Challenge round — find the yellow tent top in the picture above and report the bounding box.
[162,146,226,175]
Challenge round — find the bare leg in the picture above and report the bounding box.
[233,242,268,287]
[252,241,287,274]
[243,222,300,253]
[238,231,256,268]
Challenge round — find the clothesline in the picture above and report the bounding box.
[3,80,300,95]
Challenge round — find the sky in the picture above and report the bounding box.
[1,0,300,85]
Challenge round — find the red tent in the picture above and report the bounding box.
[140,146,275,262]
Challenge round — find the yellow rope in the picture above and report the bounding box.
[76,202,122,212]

——

▶ Instructions for the task: Please output the material above exactly as it reads.

▶ Expected answer:
Challenge round — find the yellow tent top in the picture above and report the bounding box.
[162,146,226,175]
Challenge round — find the bare leg in the picture above and report the bounding box.
[233,242,268,287]
[252,241,287,274]
[243,222,300,253]
[238,231,256,268]
Challenge round — find the clothesline in the picture above and report the bounding box.
[3,80,300,95]
Challenge round — find the sky in the picture above and report the bounding box.
[1,0,300,85]
Challenge round — find the red tent in the picture above and report the bounding box.
[140,146,275,262]
Challenge round — find the yellow rope in the picture above and report the bounding box.
[76,202,122,212]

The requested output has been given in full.